=== Required work ===
Every line of the listing must be repeated exactly.

### Extracted information

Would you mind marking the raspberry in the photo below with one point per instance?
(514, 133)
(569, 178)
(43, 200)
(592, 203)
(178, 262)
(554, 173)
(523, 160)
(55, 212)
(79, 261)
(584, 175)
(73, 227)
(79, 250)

######

=== Expected output ===
Would you mind marking the raspberry in the photo below with one point per instance?
(514, 133)
(569, 178)
(43, 200)
(592, 203)
(178, 262)
(554, 173)
(523, 160)
(55, 212)
(79, 261)
(584, 175)
(73, 227)
(79, 250)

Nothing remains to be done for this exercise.